Given exercise: Can you copy the material below word for word, leaving out the pictures?

Provided records:
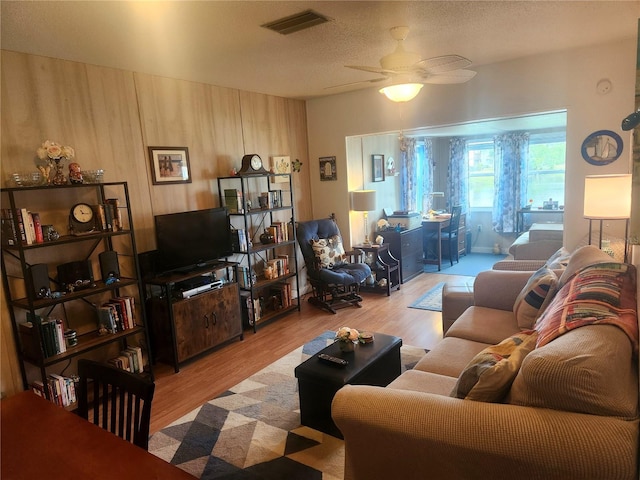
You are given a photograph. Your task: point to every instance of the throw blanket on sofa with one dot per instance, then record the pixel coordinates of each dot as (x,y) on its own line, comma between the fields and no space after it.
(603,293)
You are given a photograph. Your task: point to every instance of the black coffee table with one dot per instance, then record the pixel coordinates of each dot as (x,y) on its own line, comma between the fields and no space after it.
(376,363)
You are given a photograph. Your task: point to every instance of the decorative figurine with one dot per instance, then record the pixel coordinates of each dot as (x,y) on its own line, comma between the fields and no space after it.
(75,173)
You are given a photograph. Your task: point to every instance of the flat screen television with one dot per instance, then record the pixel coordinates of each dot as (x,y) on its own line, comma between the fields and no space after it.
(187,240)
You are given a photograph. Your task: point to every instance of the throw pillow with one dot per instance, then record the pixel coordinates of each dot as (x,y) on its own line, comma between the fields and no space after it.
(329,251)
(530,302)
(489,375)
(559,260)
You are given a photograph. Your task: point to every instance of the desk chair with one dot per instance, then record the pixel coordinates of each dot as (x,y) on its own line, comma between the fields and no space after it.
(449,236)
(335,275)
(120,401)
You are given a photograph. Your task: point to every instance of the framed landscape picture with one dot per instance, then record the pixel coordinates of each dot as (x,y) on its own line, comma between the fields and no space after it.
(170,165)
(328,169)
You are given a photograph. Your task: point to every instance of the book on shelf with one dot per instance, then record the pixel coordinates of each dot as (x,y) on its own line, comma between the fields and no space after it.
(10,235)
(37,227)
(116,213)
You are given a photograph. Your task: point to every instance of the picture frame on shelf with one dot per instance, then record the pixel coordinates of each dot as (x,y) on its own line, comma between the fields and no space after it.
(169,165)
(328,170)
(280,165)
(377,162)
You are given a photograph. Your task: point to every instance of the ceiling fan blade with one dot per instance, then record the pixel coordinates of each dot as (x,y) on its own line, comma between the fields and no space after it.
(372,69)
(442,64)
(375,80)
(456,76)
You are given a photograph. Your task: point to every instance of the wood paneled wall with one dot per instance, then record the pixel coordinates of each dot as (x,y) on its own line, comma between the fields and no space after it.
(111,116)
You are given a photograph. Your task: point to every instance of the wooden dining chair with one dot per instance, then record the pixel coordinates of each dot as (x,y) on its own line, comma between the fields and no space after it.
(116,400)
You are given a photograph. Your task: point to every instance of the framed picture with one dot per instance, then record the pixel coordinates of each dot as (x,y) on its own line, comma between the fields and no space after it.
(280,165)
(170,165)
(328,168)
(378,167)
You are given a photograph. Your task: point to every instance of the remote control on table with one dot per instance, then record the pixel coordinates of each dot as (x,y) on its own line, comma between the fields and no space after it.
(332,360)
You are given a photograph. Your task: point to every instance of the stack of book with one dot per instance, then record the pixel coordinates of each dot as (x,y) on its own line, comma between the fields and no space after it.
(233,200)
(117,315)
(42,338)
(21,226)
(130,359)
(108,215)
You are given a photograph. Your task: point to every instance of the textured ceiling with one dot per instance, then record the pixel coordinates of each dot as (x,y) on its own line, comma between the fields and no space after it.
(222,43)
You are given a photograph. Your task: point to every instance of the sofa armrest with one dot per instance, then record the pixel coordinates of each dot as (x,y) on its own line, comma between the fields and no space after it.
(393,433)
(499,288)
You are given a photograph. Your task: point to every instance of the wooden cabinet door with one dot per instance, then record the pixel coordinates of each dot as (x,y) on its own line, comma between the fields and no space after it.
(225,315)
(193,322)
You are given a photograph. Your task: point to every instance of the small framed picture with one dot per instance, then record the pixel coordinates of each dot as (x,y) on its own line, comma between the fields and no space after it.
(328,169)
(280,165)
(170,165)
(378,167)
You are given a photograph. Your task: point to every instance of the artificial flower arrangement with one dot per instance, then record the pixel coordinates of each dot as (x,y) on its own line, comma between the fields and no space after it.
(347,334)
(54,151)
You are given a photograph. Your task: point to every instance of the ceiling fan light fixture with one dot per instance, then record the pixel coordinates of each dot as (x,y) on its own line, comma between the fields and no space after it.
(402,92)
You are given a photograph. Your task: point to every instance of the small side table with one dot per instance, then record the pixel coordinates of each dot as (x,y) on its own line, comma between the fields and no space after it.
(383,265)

Written answer:
You are given a photograph. Your task: point to every instance of the throw blanket on sofa with one dot per instance, then record the pixel coordinates of each dot as (x,y) on its own line, comma between the fields and no space after it.
(603,293)
You are given a photograph. Your task: point to every instance of the black coffee table with one dot per instance, then record the pixel coordinates of each dot as (x,y) on its own line, comma between the fields and no space after it.
(376,363)
You are given a photograph. Your task: point to every instance of the decorative figurine with one dot per instance, then record the pixel coordinates of each dot as (x,y) on its own line, comma between the fields and no space after it.
(75,173)
You are given a photograph. Your task: point to every instance of the flat screen television with one dot per instance, then record the pixel coordinates of each dot as (x,y) on its own line, comma between the fields and no space after it.
(187,240)
You are given a photograph. Your task: point to every instance of the throw pillow with one dot per instance, then record the pixel coordinates of each dot as (x,y) on its own line, comma between the fields and no space after it.
(329,251)
(530,302)
(489,375)
(559,260)
You are given a photograph. Your task: point to every instance of the desk chair with one dot per instance, then record the pixel coordinates of each dot as (x,y) on its own line, comma between the fields and no space after it.
(449,236)
(335,275)
(120,401)
You are given a photograph. Your task: point to every instance of the framed landscape picture with one dot per instance, then record the pixel coordinates of each dot as (x,y) on its own line, comma between the fields and no space after it.
(170,165)
(328,169)
You are given a photograph. Your task: point to every instance of the book on shelf with one dot per instance, then record the pixel coordinates of each dot as (x,y) on its own line, comma between the fields and no space after it.
(10,235)
(37,227)
(116,213)
You are given a photograph. Your task: point to every instance of the picture frame on shelf with one dot per instance, then record the pixel coordinates of each dot as (x,y) on its own line, comma between the fields and no space after it.
(169,165)
(328,170)
(280,165)
(377,162)
You are given a photograph. Your task: point to every instance of the ceiling fan blade with one dot per instance, then record the pixel coordinates of each dot as (x,y) on its own line, comma between the fields and no space after it.
(372,69)
(442,64)
(375,80)
(456,76)
You are given a photograph. Your task: point to every instance of the wood paneled wall with one dot per instance, then record the pixel coordinates of each dot as (x,y) on its own line, comma between the fields and no space after it.
(111,116)
You are given a photograph. Your task: point to every instance of the wooden dining chair with one dot per instance, then record the pixel coordinates of each dot as (x,y) on its own line, comma between the fields and no space after it.
(116,400)
You are given a photograph. Your task: point to every instance of the framed picture with one dot per instance, then record the pixel coordinates of each dot as (x,y) on its own line, comma between the fields and no space after it.
(280,165)
(170,165)
(328,168)
(378,167)
You are given a photograph. Your task: point to every instance of the remote control on table with one dot per instance, then record the pixel coordinates of each dot as (x,y) on its own line, comma between the fields and no space after it.
(332,360)
You are given a photograph. Your task: point to every instance of the stack of book with one dot per instance, then record the pixel coordinates of each dot as (x,y) on its own line, comma between the fields and no space after it.
(233,200)
(117,315)
(42,338)
(21,226)
(130,359)
(108,215)
You are given a photograph. Your task: point to every instance of the textured ceiling with one dot per instance, then record the pixel coordinates of each dot as (x,y) on its own line, comma between the fields and no space after it.
(222,43)
You are given a photograph. Your task: point to every instance of the sofa armrest with one dot per instance, then record the pixel coordinates of each dot as (x,y) on its own line, comma between the fields and no space after it.
(393,433)
(499,288)
You are given a photograph. Your task: point to every instance of the wooden cabinet door with one dot per instance, then record the pixel coordinates of each dot as (x,y) on its own line, comma between the fields and no space after it.
(225,315)
(193,322)
You are given a photograph. Your task: point to every instance of the small framed picture with one dot per instance, then record the pixel coordinates of each dot as (x,y) on its own line, comma between the fields and no space after it.
(328,169)
(280,165)
(170,165)
(378,167)
You are given a photograph. Your task: point to every instance of the artificial flower arrangement with one dot per instance, then record the pixel coordinates of each dot as (x,y) on its own line, comma between the fields and no space after it.
(347,334)
(54,151)
You are given a photograph. Your task: point to every instance of the ceiling fan light fixture with one dot per instance, then record the pixel coordinates of each dot as (x,y) on its own line, comma between the fields and no space after it.
(402,92)
You are given a photograph. Your task: point to every instance of the small side table with one dot per instance, then record the pixel coordinates of each dot as (x,y) on its own line, comma between the fields and no space after it.
(383,265)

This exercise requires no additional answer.